**Required actions:**
a - In the mailing-list reply on NULLS LAST performance, repeat the passage starting with "On Thu, Mar 10, 2011 at 11:32" and going on through "level of knowledge.", swapping "planner" for "optimizer".
b - Translate this sentence from the NULLS LAST performance reply into Spanish: "I've seen quite a few queries that would benefit from this."

**Page excerpt:**

Re: NULLS LAST performance

From: Robert Haas <robertmhaas(at)gmail(dot)com>
To: Merlin Moncure <mmoncure(at)gmail(dot)com>
Cc: Jim Nasby <jim(at)nasby(dot)net>, Mathieu De Zutter <mathieu(at)dezutter(dot)org>, Tom Lane <tgl(at)sss(dot)pgh(dot)pa(dot)us>, pgsql-performance <pgsql-performance(at)postgresql(dot)org>
Subject: Re: NULLS LAST performance
Date: 2011-03-11 04:36:27
Message-ID: AANLkTi=kCEbDLkF-iC6fDsD2v9k8jB52p97q39AUr8ev@mail.gmail.com
Views: Raw Message | Whole Thread | Download mbox | Resend email
Thread:
Lists: pgsql-performance

On Thu, Mar 10, 2011 at 11:32 AM, Merlin Moncure <mmoncure(at)gmail(dot)com> wrote:
> On Thu, Mar 10, 2011 at 9:55 AM, Robert Haas <robertmhaas(at)gmail(dot)com> wrote:
>> On Wed, Mar 9, 2011 at 6:01 PM, Jim Nasby <jim(at)nasby(dot)net> wrote:
>>> Unfortunately, I don't think the planner actually has that level of knowledge.
>>
>> Actually, I don't think it would be that hard to teach the planner
>> about that special case...
>>
>>> A more reasonable fix might be to teach the executor that it can do 2 scans of the index: one to get non-null data and a second to get null data. I don't know if the use case is prevalent enough to warrant the extra code though.
>>
>> That would probably be harder, but useful.  I thought about working on
>> it before but got sidetracked onto other things.
>
> ISTM this isn't all that different from the case of composite indexes
> where you are missing the left most term, or you have an index on
> a,b,c (which the server already handles) but user asks for a,b desc,
> c. If cardinality on b is low it might pay to loop and break up the
> scan.

Yeah, there are a couple of refinements possible here. One
possibility is that you might ask for ORDER BY a, b and the only
relevant index is on a. In that case, it'd be a good idea to consider
scanning the index and sorting each equal group on b. I've seen quite
a few queries that would benefit from this. A second possibility is
that you might ask for ORDER BY a, b and the only relevant index is on
a, b DESC. In that case, you could do three things:

- Scan the index and sort each group that's equal on a by b desc, just
as if the index were only on a.
- Scan the index and reverse each group.

**Given information:**
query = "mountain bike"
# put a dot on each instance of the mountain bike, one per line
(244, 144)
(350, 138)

**The solutions:**
a -
On Thu, Mar 10, 2011 at 11:32 AM, Merlin Moncure <mmoncure(at)gmail(dot)com> wrote:
> On Thu, Mar 10, 2011 at 9:55 AM, Robert Haas <robertmhaas(at)gmail(dot)com> wrote:
>> On Wed, Mar 9, 2011 at 6:01 PM, Jim Nasby <jim(at)nasby(dot)net> wrote:
>>> Unfortunately, I don't think the optimizer actually has that level of knowledge.

b - He visto bastantes consultas que se beneficiarían de esto.